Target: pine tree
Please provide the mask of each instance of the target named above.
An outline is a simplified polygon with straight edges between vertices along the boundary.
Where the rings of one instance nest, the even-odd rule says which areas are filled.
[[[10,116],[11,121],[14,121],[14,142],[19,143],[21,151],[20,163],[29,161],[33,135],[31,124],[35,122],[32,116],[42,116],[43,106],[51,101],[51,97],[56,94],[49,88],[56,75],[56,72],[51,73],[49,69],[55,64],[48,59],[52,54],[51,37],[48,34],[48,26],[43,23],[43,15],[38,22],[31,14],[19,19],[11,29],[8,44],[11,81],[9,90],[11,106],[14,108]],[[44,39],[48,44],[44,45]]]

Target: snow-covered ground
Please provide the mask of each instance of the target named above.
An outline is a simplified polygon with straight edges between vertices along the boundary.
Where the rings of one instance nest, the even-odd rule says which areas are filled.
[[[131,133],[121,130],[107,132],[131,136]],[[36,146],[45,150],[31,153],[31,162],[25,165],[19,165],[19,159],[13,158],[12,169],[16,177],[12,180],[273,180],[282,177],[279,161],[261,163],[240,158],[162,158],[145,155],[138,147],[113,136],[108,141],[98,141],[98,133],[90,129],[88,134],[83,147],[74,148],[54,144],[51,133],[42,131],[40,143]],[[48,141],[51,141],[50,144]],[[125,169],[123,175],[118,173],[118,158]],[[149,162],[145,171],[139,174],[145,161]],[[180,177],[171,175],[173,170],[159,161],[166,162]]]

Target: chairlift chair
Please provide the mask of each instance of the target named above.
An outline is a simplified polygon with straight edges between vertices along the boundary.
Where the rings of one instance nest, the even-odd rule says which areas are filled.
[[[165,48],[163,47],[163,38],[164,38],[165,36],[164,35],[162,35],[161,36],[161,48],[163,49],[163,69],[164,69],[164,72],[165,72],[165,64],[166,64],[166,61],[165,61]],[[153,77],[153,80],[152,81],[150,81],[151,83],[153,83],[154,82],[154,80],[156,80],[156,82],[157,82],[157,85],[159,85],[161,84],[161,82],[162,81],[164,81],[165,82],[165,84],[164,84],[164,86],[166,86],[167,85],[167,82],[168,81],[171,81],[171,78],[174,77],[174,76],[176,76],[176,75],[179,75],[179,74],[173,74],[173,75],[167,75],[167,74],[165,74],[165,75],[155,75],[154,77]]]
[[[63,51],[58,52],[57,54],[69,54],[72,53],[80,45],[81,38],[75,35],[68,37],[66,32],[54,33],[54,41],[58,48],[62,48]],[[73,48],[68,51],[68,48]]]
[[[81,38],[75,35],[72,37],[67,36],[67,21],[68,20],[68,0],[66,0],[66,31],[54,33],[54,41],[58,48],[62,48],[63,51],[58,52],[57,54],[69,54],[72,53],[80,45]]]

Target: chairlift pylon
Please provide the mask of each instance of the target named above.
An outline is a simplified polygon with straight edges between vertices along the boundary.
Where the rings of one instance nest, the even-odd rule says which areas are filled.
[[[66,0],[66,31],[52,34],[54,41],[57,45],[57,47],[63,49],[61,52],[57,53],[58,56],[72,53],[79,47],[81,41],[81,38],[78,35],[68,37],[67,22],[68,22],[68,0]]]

★ ★ ★

STATED PROBLEM
Give back every line above word for word, changing nothing.

EXERCISE RESULT
Target: pine tree
Please provide the mask of each instance of the target named above.
An outline is a simplified polygon with straight edges between vertices along the boundary.
Where the rings of one instance nest, the even-odd rule says which areas are filled.
[[[10,116],[11,121],[14,121],[14,142],[19,143],[21,151],[20,163],[29,161],[33,135],[31,124],[35,122],[32,116],[42,116],[43,106],[51,101],[51,97],[56,94],[49,88],[56,75],[56,72],[51,73],[49,69],[55,64],[48,59],[52,54],[51,37],[48,34],[48,26],[43,23],[43,15],[38,22],[31,14],[19,19],[11,29],[8,44],[11,81],[9,90],[11,106],[14,108]],[[44,39],[48,44],[44,45]]]

Target: snow-covered ground
Please provide the mask of each instance of the target named above.
An outline is a simplified polygon with straight edges between vertices along the boundary.
Where the rings of one instance nest, the even-odd rule says which areas are filled.
[[[131,133],[121,130],[107,132],[131,136]],[[36,146],[45,150],[31,153],[31,162],[25,165],[19,165],[19,159],[13,158],[12,169],[16,177],[12,180],[273,180],[282,177],[279,161],[261,163],[240,158],[162,158],[145,155],[138,147],[113,136],[108,141],[98,141],[98,133],[90,129],[88,134],[83,147],[74,148],[54,144],[51,133],[42,131],[40,143]],[[48,141],[51,141],[50,144]],[[125,169],[123,175],[118,173],[118,158]],[[149,162],[145,171],[139,174],[145,161]],[[180,177],[171,175],[173,170],[159,161],[166,162]]]

Target: chairlift chair
Please provide the mask of each instance of the target named above.
An outline is a simplified polygon with straight edges between vertices along the boundary.
Where the rings of one instance nest, the even-odd rule says which areas are filled.
[[[165,48],[163,47],[163,38],[164,38],[165,36],[164,35],[162,35],[161,36],[161,48],[163,49],[163,69],[164,69],[164,72],[165,72],[165,64],[166,64],[166,61],[165,61]],[[153,77],[153,80],[152,81],[150,81],[151,83],[153,83],[154,82],[154,80],[156,80],[156,82],[157,82],[157,85],[159,85],[161,84],[161,82],[162,81],[164,81],[165,82],[165,84],[164,84],[164,86],[166,86],[167,85],[167,82],[168,81],[171,81],[171,78],[174,77],[174,76],[176,76],[176,75],[179,75],[179,74],[173,74],[173,75],[167,75],[167,74],[165,74],[165,75],[155,75],[154,77]]]
[[[63,51],[58,52],[57,54],[69,54],[72,53],[80,45],[81,38],[75,35],[68,37],[66,32],[54,33],[54,41],[58,48],[62,48]],[[73,48],[68,51],[68,48]]]
[[[81,38],[75,35],[72,37],[67,36],[67,21],[68,20],[68,0],[66,0],[66,31],[54,33],[54,41],[58,48],[62,48],[63,51],[58,52],[57,54],[69,54],[72,53],[80,45]]]

Target: chairlift pylon
Please provide the mask of each instance of the target named above.
An outline is a simplified polygon with straight edges between vertices along the boundary.
Where the rings of one instance nest, the even-odd rule says which areas are filled.
[[[66,0],[66,31],[52,34],[54,41],[57,45],[57,47],[63,49],[61,52],[57,53],[58,56],[72,53],[79,47],[81,41],[81,38],[78,35],[68,37],[67,22],[68,22],[68,0]]]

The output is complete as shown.